Tasks to carry out ▸
1/ According to the GitHub announcement, which system does A List Apart currently run on?
2/ Please summarize the GitHub announcement in two sentences.

As a result, we’re making some changes to the way we work—and we want you to be a part of them.

A List Apart on GitHub#section1

We dipped our collective toes in the GitHub waters when we open-sourced our embeddable comments script last year. We’ve got much bigger things underway now: we’re open-sourcing the code that powers alistapart.com itself.

Now, our goal isn’t to put you to work slinging code and fixing bugs. Contributing to an open-source project can be tough, and it can take time to get the hang of things. We want to help with that. If you’re inexperienced with GitHub, our goal is to provide you with a great place to send your first-ever pull requests—to help you get comfortable contributing to a large open-source effort, participating in issue threads, and reviewing code.

By joining our conversations as we weigh the pros and cons of certain approaches, you’ll be better armed to make the same decisions on your own projects. If you’re already well-versed in the ways of GitHub we’d love to have your eyes on how we’re doing things, and your help building a welcoming, low-pressure place to learn the ins and outs of contributing to an open-source project. Working alongside you will help us focus on the topics that matter most to you, and—of course—we’ll be publishing the lessons we learn along the way.

Things may look a bit sparse for the time being. We’re currently using ExpressionEngine, which makes it tricky to clone the repo and run the site locally—at least, with this first incarnation. We’re exploring ways to make that better.

(Entries from a point annotation set)
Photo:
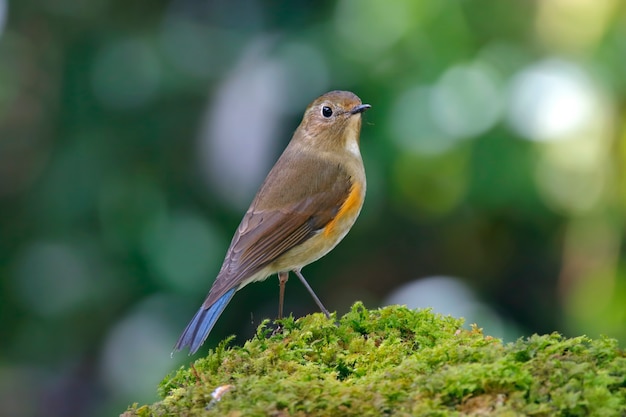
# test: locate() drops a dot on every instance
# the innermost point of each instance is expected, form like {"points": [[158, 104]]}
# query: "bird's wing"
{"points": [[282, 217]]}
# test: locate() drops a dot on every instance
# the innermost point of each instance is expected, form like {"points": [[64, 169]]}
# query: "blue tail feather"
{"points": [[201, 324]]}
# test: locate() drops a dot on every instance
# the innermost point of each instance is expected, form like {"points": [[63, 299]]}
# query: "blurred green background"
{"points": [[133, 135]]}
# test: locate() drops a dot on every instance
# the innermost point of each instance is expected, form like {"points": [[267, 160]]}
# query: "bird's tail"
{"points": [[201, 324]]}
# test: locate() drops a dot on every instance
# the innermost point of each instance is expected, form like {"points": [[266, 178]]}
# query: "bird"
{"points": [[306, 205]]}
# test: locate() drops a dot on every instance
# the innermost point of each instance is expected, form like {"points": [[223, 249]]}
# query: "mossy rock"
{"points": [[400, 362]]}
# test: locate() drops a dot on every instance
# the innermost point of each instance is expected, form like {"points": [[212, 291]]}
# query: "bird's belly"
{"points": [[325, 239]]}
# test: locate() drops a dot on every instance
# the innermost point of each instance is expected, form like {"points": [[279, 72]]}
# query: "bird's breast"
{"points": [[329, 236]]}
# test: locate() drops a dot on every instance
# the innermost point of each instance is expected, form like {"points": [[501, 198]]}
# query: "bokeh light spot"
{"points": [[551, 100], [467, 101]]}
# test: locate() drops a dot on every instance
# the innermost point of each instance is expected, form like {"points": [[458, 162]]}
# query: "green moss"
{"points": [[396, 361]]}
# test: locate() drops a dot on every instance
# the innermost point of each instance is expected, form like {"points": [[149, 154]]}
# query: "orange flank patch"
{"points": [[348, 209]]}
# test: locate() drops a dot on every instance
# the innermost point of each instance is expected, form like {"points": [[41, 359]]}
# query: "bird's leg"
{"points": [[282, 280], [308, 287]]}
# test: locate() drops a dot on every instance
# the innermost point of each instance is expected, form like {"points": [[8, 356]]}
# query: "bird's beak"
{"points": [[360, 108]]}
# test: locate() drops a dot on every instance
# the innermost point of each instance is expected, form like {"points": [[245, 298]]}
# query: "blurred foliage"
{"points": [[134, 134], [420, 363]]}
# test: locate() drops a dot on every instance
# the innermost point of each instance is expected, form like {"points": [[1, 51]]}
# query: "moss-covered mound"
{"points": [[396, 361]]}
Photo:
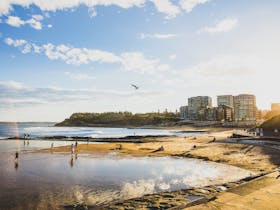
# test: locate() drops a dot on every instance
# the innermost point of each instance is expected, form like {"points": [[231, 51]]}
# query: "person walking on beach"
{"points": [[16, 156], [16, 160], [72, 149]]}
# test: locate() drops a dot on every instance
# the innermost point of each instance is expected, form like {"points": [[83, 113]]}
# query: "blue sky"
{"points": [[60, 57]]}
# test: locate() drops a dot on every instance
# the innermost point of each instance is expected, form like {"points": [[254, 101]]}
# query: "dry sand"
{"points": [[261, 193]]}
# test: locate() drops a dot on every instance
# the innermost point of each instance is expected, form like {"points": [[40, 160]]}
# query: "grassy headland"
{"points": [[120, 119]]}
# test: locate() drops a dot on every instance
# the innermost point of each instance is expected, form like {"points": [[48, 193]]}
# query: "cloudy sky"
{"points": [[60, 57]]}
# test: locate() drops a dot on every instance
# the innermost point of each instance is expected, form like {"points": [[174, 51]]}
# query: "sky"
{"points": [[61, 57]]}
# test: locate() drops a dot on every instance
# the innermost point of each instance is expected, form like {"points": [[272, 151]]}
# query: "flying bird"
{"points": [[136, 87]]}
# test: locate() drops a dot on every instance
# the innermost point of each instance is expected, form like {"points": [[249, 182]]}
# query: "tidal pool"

Full solutions ▸
1/ ExpressionEngine.

2/ After open-sourcing its embeddable comments script, A List Apart is now open-sourcing the code that powers alistapart.com. It wants the project to be a welcoming, low-pressure place for people new to GitHub to send first pull requests, join issue threads, and review code, though running the site locally is tricky for now because it uses ExpressionEngine.